▶ [Task to carry out]: All lines from the one containing "In this picture, where can the bare leg" to the final line of the material should be retyped exactly. Nothing else belongs in the response.
***
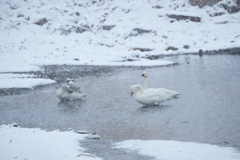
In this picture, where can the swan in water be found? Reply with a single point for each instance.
(65, 92)
(149, 97)
(73, 85)
(169, 92)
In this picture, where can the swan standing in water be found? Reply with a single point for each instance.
(168, 92)
(149, 97)
(73, 85)
(69, 92)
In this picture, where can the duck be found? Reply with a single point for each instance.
(65, 93)
(169, 92)
(150, 96)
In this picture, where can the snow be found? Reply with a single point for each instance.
(22, 81)
(26, 46)
(169, 150)
(37, 144)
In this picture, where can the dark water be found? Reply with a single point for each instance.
(208, 109)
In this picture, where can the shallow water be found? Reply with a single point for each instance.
(206, 111)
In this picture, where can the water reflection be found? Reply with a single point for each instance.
(151, 109)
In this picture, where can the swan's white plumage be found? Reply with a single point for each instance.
(149, 96)
(66, 93)
(74, 86)
(169, 92)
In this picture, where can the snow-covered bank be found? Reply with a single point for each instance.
(169, 150)
(22, 81)
(36, 144)
(101, 33)
(42, 32)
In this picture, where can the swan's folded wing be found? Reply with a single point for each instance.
(155, 94)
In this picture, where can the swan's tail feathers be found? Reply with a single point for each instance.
(174, 95)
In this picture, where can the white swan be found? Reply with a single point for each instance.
(73, 85)
(169, 92)
(66, 93)
(149, 97)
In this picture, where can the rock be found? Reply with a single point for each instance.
(157, 7)
(93, 136)
(108, 28)
(41, 22)
(171, 48)
(230, 9)
(142, 49)
(153, 57)
(202, 3)
(200, 53)
(216, 14)
(14, 125)
(137, 31)
(222, 22)
(186, 46)
(82, 29)
(164, 37)
(183, 17)
(82, 132)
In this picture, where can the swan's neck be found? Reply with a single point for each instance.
(140, 89)
(145, 83)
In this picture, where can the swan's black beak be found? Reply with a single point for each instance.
(131, 93)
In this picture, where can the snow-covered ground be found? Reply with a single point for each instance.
(102, 33)
(169, 150)
(36, 144)
(78, 32)
(87, 32)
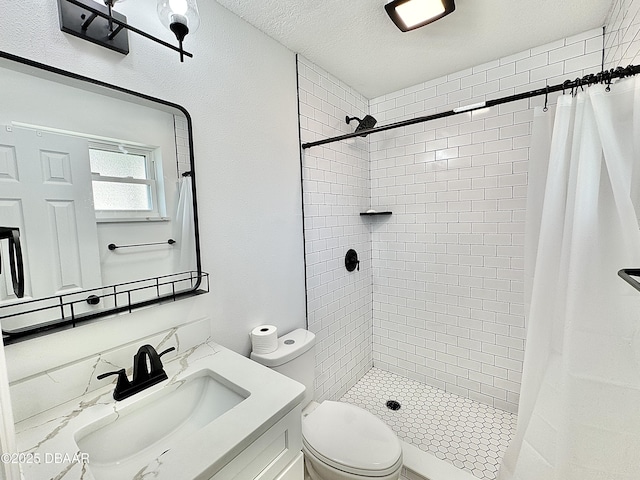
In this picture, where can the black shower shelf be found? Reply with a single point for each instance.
(372, 214)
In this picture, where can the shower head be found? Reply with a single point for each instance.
(366, 123)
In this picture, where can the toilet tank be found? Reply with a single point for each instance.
(295, 358)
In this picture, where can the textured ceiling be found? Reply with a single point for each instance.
(356, 41)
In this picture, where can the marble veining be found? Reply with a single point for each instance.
(52, 432)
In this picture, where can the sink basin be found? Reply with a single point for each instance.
(123, 444)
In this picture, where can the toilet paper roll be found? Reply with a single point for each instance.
(264, 339)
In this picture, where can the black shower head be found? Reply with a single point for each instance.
(366, 123)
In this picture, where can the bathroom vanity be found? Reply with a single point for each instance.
(218, 416)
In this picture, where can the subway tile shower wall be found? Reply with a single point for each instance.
(448, 266)
(336, 189)
(439, 295)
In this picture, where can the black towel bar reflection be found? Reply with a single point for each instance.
(627, 273)
(113, 246)
(16, 264)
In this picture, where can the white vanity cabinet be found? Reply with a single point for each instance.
(275, 455)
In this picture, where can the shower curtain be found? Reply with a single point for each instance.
(579, 411)
(184, 229)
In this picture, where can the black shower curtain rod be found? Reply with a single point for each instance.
(605, 77)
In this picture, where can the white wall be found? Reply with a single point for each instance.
(240, 89)
(622, 40)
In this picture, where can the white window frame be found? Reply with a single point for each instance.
(154, 171)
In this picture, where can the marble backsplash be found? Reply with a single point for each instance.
(36, 393)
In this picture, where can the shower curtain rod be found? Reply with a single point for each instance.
(605, 77)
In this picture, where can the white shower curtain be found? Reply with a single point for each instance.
(579, 412)
(184, 229)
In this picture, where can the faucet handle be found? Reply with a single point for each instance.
(122, 384)
(108, 374)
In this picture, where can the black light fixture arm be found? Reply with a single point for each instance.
(94, 12)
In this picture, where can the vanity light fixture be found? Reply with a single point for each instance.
(179, 16)
(412, 14)
(103, 26)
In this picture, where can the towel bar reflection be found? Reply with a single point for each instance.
(15, 259)
(113, 246)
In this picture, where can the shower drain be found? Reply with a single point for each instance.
(393, 405)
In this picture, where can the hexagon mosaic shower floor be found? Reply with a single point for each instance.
(468, 434)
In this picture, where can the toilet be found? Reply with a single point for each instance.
(340, 441)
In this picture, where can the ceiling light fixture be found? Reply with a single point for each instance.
(103, 26)
(412, 14)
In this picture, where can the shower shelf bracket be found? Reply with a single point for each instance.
(373, 214)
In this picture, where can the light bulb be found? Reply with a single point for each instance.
(178, 6)
(184, 12)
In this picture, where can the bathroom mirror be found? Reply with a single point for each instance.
(99, 181)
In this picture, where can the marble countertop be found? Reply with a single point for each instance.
(48, 449)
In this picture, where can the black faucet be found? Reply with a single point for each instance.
(147, 371)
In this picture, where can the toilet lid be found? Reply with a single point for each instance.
(351, 437)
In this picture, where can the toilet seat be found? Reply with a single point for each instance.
(352, 440)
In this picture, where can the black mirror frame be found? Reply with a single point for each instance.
(51, 327)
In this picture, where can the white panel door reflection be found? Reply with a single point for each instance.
(45, 190)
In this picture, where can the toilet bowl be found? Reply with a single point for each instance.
(340, 441)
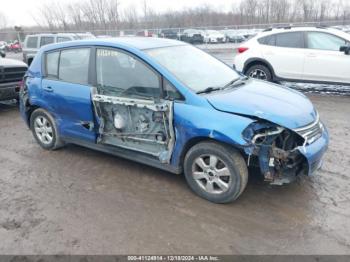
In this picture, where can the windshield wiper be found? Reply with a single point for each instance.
(208, 90)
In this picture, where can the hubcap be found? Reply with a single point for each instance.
(211, 174)
(259, 74)
(43, 130)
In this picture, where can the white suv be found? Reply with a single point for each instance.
(302, 54)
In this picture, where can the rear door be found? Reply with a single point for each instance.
(324, 61)
(286, 53)
(67, 92)
(130, 109)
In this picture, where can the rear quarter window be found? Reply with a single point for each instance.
(74, 65)
(45, 40)
(52, 64)
(268, 40)
(290, 40)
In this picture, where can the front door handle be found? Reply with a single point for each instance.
(48, 89)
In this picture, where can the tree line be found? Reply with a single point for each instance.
(107, 15)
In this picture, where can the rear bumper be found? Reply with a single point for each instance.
(9, 91)
(314, 153)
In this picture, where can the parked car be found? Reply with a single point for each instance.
(169, 33)
(170, 105)
(11, 74)
(213, 36)
(3, 46)
(192, 36)
(32, 43)
(233, 37)
(303, 54)
(14, 47)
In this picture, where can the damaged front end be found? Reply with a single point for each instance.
(275, 150)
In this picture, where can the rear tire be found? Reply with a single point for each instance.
(44, 129)
(215, 172)
(259, 71)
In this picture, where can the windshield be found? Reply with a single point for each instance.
(193, 67)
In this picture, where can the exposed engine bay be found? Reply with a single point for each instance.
(142, 125)
(275, 150)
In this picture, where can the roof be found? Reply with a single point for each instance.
(272, 31)
(140, 43)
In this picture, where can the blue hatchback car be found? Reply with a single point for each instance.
(170, 105)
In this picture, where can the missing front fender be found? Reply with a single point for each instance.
(276, 152)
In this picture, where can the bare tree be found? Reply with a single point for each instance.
(3, 20)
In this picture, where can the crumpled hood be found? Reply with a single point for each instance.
(271, 102)
(11, 63)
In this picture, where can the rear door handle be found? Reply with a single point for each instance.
(48, 89)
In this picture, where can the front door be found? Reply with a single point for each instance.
(68, 94)
(129, 106)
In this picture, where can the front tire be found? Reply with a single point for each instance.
(44, 129)
(259, 71)
(215, 172)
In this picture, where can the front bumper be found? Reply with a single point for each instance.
(314, 152)
(9, 91)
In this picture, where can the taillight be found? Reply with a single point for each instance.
(242, 49)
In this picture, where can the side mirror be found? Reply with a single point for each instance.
(345, 49)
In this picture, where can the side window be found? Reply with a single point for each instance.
(52, 64)
(170, 92)
(324, 41)
(268, 40)
(121, 74)
(32, 42)
(63, 39)
(45, 40)
(291, 40)
(74, 65)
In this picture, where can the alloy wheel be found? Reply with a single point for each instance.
(258, 74)
(211, 174)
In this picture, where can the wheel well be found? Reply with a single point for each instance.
(194, 141)
(31, 109)
(258, 62)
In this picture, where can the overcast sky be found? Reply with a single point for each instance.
(21, 12)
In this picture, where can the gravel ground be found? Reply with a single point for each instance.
(78, 201)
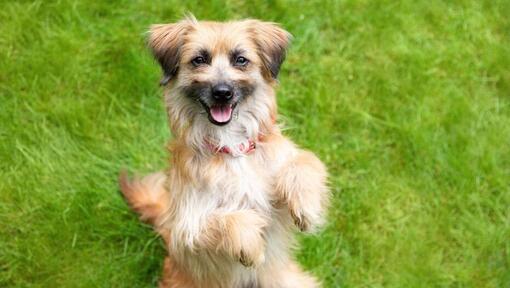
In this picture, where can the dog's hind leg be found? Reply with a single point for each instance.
(146, 196)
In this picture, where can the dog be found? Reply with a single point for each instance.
(236, 189)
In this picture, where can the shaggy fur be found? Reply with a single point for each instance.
(228, 218)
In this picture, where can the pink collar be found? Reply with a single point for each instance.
(224, 149)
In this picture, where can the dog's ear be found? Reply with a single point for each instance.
(272, 42)
(165, 41)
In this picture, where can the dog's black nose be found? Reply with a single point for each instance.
(222, 92)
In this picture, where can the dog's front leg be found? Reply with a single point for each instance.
(239, 234)
(301, 184)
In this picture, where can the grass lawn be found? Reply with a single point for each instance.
(406, 102)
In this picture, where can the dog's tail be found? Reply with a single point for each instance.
(146, 196)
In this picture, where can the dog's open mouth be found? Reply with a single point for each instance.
(220, 114)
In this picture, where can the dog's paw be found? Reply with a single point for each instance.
(301, 184)
(246, 237)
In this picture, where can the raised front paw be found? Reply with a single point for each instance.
(301, 184)
(244, 231)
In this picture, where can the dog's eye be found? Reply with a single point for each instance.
(241, 61)
(198, 60)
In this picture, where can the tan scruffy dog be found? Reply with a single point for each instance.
(236, 188)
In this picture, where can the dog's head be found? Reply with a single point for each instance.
(217, 70)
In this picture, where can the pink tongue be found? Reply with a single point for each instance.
(221, 113)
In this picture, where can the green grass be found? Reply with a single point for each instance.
(407, 103)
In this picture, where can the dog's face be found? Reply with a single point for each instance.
(217, 67)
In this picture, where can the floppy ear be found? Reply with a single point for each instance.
(165, 40)
(272, 42)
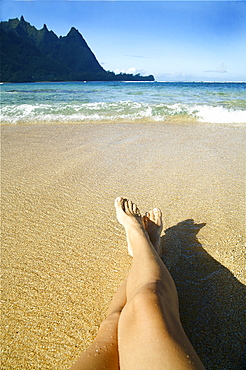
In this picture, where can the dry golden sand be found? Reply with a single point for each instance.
(64, 254)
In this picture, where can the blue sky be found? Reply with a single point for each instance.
(173, 40)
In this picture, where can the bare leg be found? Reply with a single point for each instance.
(103, 352)
(150, 334)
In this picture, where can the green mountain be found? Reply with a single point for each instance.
(29, 55)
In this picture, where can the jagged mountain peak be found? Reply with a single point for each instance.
(29, 54)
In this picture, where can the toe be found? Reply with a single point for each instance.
(118, 202)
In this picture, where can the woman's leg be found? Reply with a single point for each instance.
(103, 352)
(150, 334)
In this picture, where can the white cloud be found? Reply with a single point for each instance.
(131, 70)
(221, 69)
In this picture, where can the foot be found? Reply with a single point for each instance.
(153, 225)
(128, 216)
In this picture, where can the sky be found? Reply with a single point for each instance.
(173, 40)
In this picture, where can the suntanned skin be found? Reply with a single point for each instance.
(142, 329)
***
▶ [Answer area]:
In this picture, where can the bare leg be found? Reply with a single point for each instance.
(103, 352)
(150, 334)
In this picture, where can the green mountain be found? Reply with a single point for each instance.
(29, 55)
In this picture, where can the jagged mountain peak be found? Reply with a single point for each instance.
(29, 54)
In this picture, where can the toe be found? Reply with a single point for each instance.
(118, 202)
In this picture, where can the woman's leg be found? Reply with a single point for each instance.
(103, 352)
(150, 334)
In this picture, where can the white cloud be found? Reply with a single point for each instance.
(131, 70)
(221, 69)
In this picture, where can the foot be found? Reply with a single point for each instance.
(153, 225)
(128, 216)
In this picture, where can the sky be found? Reply with a single point for each instance.
(173, 40)
In this picture, where can the suntanned skin be found? Reply with a single point for each instance.
(142, 329)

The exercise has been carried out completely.